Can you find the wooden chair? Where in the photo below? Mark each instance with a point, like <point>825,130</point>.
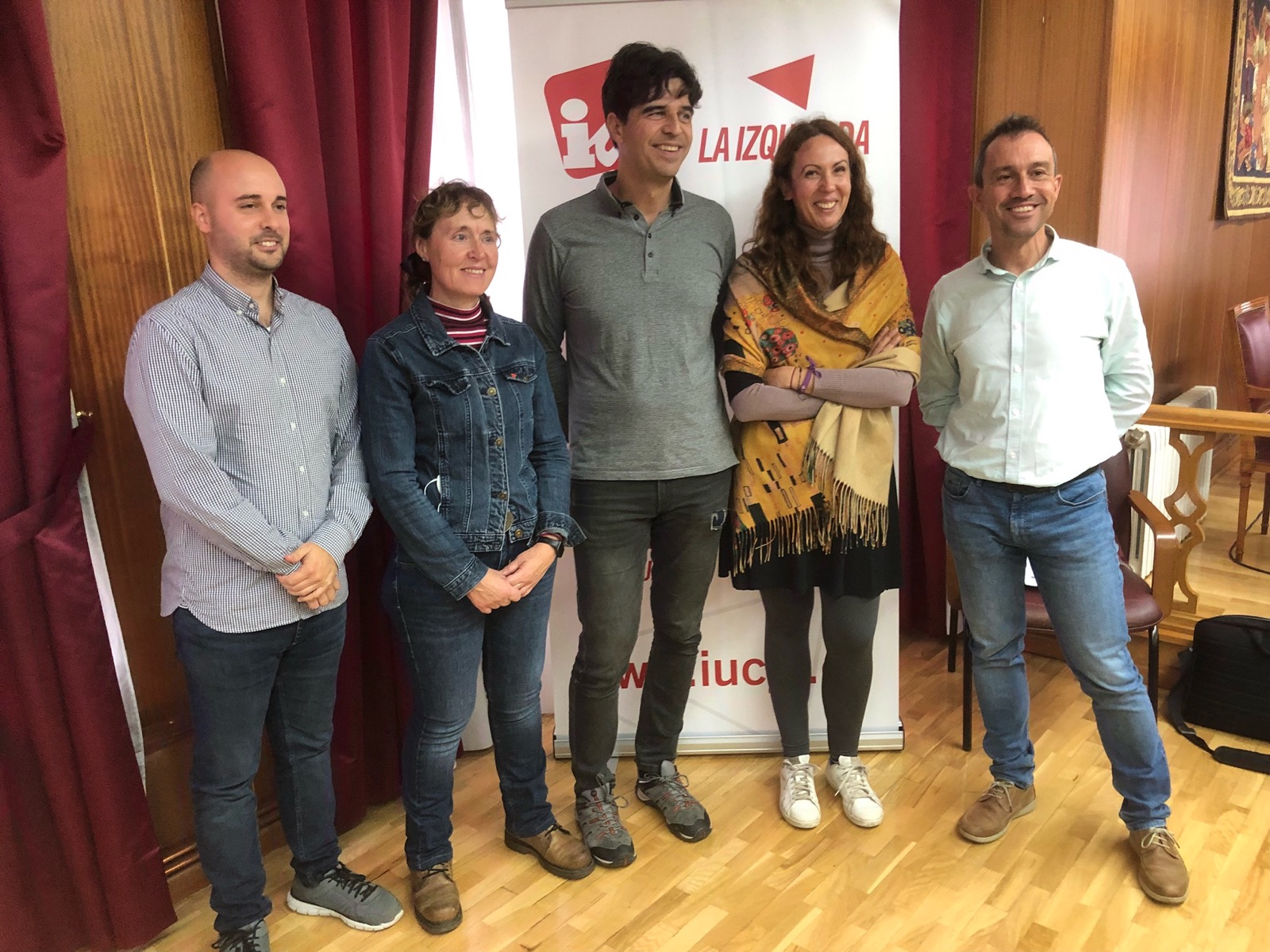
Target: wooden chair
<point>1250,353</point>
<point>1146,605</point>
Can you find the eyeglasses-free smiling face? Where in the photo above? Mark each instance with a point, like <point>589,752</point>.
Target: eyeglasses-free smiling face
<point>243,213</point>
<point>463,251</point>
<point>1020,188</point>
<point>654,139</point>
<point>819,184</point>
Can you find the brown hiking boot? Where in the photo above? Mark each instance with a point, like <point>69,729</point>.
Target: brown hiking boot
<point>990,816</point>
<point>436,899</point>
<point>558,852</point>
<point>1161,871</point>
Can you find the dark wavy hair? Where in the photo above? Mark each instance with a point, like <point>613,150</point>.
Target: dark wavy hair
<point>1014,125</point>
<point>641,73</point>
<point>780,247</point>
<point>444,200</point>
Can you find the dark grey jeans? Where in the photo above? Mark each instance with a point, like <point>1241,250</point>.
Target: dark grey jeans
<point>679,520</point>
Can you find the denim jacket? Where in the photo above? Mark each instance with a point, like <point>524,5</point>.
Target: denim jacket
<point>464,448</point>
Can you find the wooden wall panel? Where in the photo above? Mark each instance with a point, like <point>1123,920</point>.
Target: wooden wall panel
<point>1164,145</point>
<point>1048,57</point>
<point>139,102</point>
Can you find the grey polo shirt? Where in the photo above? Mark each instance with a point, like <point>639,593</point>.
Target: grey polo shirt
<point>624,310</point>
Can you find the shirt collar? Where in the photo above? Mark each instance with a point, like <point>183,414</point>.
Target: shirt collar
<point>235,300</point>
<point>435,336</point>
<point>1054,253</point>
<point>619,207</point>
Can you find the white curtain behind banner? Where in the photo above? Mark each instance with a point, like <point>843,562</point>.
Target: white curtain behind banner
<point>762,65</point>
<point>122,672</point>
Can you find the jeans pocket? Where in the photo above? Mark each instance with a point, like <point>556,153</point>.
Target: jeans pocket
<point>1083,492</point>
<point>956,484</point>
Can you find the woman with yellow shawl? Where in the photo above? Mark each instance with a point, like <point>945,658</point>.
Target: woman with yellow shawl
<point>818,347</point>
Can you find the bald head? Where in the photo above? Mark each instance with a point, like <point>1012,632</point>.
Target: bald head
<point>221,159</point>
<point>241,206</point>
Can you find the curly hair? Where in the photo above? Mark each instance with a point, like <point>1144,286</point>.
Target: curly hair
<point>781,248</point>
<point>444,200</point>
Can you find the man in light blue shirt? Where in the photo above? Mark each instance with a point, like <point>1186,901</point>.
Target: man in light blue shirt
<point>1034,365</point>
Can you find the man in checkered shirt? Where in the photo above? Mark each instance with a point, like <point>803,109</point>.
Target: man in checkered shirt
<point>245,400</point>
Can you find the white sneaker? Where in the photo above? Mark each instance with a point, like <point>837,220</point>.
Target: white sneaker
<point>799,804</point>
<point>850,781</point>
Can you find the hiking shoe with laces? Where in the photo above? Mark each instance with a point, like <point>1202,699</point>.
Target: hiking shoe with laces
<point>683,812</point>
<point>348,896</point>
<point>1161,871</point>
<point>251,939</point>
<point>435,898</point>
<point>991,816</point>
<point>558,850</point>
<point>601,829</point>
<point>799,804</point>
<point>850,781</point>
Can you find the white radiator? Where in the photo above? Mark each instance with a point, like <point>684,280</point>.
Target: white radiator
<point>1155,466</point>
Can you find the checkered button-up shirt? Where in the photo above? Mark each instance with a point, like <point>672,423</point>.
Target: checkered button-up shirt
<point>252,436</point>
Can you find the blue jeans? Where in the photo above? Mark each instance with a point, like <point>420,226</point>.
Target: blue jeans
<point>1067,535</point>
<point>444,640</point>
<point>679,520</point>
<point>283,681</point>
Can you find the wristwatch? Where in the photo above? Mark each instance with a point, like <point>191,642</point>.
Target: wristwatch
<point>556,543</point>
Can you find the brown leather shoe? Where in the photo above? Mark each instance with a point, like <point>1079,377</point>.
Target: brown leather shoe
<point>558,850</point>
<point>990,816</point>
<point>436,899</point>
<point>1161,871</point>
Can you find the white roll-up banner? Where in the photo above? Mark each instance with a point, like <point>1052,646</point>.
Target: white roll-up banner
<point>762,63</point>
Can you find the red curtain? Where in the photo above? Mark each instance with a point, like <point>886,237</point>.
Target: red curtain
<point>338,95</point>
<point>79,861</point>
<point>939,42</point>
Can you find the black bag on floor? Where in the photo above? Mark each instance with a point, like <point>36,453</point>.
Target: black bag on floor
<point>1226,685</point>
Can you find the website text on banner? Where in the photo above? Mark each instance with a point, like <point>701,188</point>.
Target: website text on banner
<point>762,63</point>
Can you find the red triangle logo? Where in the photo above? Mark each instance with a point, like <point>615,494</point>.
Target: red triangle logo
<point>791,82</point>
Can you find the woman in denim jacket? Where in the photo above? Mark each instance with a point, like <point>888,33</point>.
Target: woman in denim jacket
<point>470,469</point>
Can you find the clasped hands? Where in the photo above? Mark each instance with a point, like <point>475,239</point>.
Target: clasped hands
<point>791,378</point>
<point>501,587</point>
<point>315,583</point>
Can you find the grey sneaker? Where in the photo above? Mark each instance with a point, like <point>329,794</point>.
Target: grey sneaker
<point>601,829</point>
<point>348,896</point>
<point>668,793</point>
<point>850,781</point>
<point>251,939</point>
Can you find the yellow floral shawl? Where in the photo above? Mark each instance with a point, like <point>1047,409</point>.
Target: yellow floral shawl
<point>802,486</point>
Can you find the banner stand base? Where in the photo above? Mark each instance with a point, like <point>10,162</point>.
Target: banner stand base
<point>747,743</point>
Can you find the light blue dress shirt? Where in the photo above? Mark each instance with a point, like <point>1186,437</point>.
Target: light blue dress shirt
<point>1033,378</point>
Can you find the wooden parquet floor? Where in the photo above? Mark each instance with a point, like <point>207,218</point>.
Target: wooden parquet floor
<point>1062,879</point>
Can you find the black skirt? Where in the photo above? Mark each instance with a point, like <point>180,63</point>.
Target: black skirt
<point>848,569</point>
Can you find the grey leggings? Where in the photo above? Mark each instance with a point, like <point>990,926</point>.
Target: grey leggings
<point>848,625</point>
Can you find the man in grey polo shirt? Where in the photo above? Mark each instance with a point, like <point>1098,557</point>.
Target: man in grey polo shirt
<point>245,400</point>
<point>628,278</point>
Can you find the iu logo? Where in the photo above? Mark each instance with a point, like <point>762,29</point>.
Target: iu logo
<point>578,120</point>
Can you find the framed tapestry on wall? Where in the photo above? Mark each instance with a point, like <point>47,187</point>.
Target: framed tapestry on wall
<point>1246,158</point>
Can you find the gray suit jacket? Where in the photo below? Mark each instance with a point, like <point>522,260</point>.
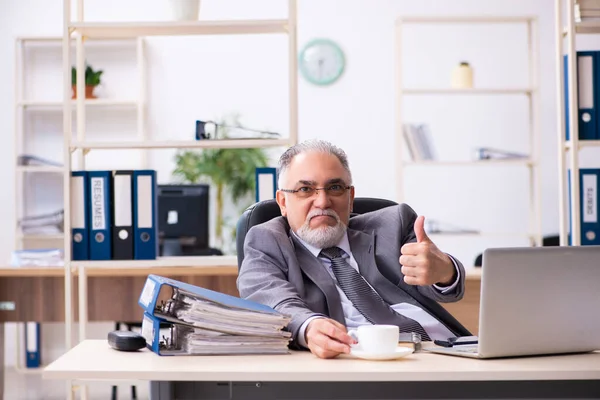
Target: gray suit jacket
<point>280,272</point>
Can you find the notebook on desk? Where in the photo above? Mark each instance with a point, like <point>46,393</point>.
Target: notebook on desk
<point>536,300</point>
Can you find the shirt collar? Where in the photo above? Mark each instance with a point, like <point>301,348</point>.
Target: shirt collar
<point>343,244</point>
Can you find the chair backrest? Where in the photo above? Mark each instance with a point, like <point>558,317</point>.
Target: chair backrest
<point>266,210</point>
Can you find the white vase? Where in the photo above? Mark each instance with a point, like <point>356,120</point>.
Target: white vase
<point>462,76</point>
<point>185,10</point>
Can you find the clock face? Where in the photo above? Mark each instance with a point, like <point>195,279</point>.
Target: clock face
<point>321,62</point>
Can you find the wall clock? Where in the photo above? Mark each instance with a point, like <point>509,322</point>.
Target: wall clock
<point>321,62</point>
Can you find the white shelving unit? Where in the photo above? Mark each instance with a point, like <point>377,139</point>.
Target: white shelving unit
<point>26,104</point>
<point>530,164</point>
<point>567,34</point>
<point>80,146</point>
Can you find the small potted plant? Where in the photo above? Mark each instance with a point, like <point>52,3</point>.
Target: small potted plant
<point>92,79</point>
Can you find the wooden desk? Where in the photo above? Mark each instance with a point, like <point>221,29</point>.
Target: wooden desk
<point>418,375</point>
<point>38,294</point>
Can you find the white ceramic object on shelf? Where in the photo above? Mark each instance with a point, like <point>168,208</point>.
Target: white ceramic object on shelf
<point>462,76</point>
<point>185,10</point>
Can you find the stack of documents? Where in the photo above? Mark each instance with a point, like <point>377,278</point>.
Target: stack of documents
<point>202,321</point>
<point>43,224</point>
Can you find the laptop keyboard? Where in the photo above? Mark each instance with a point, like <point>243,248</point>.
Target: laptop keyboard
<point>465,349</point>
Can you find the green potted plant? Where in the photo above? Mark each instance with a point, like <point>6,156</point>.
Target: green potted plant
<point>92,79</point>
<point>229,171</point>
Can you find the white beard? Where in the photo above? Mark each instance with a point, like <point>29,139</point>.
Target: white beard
————
■ Task description ■
Reproduce every line of the listing between the line holding "Can you find the dark wavy" and the line holding "<point>956,484</point>", inclusive, without changing anything.

■ Expected answer ■
Can you find the dark wavy hair? Where in the photo above? Mark each instance with a point, like <point>613,150</point>.
Target: dark wavy hair
<point>1014,125</point>
<point>641,73</point>
<point>780,247</point>
<point>444,200</point>
Can you find the dark grey jeans? Where in the photo above? Mark each instance with a point, like <point>1241,250</point>.
Target: dark grey jeans
<point>679,520</point>
Can you find the denim jacket? Where in the photo above? Mark each instance with a point, like <point>524,5</point>.
Target: denim jacket
<point>464,448</point>
Can you find the wooden wall panel? Where in the photo above? Mark each instance with a point, like <point>1123,920</point>.
Target: wooden wall panel
<point>1164,145</point>
<point>1048,57</point>
<point>139,102</point>
Can you find the grey polo shirt? Where in the photo above? Mark each instance with a point, like <point>639,593</point>.
Target: grey polo shirt
<point>624,310</point>
Can you find the shirt collar? Where in the photo above? Mark each instance with a point, like <point>183,414</point>.
Target: shirt collar
<point>235,300</point>
<point>435,336</point>
<point>1054,253</point>
<point>619,207</point>
Can you find the white curtain behind banner? Where in the photo above? Mark each instance with a point, like <point>843,562</point>.
Target: white curtain behind banner
<point>762,65</point>
<point>122,672</point>
Can you find the jeans pocket? Where in the photo above? Mark each instance with a point, like <point>556,153</point>.
Target: jeans pocket
<point>1083,492</point>
<point>956,484</point>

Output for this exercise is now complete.